## Short problem:
Reproduce every line of the data below verbatim, leaving out the pictures.

begin Supplied information

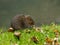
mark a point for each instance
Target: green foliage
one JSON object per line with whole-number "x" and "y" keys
{"x": 8, "y": 38}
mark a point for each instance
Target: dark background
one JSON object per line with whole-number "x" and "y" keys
{"x": 42, "y": 11}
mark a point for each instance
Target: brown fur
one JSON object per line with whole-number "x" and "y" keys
{"x": 21, "y": 21}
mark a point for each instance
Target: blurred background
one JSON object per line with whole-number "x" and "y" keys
{"x": 42, "y": 11}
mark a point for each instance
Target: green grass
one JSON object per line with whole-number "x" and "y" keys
{"x": 8, "y": 38}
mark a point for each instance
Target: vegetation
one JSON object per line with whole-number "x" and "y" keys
{"x": 27, "y": 35}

end Supplied information

## Correct response:
mark a point for each instance
Target: green foliage
one JSON object per line with whole-number "x" and "y" keys
{"x": 8, "y": 38}
mark a point for each instance
Target: dark background
one JSON object per line with whole-number "x" and "y" keys
{"x": 42, "y": 11}
mark a point for each instance
Target: brown fur
one JSON object per line with whole-number "x" and "y" keys
{"x": 21, "y": 21}
mark a point for each instance
Target: blurred background
one JSON object per line with whole-number "x" and "y" keys
{"x": 42, "y": 11}
mark a point for each instance
Target: green grass
one JSON object per line with whole-number "x" and "y" keys
{"x": 8, "y": 38}
mark a point for each instance
Target: vegetation
one JSON object per line with whole-number "x" and "y" keys
{"x": 27, "y": 35}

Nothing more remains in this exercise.